Exercise input
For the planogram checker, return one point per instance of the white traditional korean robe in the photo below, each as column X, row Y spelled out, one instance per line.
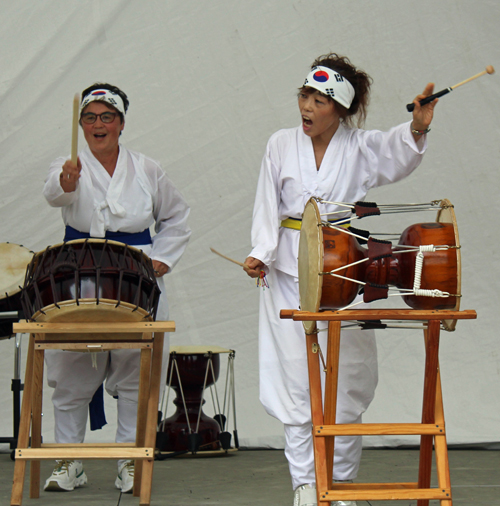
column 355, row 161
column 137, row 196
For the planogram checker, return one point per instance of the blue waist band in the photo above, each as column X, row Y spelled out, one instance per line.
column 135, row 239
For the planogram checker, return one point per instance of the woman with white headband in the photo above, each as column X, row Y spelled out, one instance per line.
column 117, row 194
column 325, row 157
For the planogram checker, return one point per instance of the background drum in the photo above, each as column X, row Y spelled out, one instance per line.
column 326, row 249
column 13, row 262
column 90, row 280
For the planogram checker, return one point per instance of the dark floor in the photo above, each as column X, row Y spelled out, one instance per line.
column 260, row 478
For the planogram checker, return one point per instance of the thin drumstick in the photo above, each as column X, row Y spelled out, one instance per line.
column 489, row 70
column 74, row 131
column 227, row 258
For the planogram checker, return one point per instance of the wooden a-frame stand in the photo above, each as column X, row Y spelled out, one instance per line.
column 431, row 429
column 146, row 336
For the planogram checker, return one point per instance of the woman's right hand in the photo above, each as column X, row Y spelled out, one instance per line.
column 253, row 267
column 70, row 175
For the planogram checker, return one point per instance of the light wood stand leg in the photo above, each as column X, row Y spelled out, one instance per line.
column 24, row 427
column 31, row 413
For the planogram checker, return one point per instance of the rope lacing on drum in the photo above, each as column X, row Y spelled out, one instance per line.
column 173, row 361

Exercise description
From the line containing "of the wooden" through the final line of the listing above, retype every line exactly; leave out everything else.

Task solution
For the planogram checker, return one point per instance of the wooden a-frame stand in the photo above, each as column X, row Y spelled out, one instance per line.
column 431, row 429
column 146, row 336
For the planogram checker, return one point per instance of the woman's right hand in the photo above, each as column X, row Y spelled out, one instance per line.
column 253, row 267
column 70, row 175
For the planogram checker, return one point per instance of the light wood stand leg in the photo above, each as column X, row Y spelled out, one instance per line.
column 24, row 427
column 31, row 413
For the planogram checker, return one point per instance of the rope lacing on drum in the photo above, each as column X, row Y spelled out, one instance per line.
column 173, row 361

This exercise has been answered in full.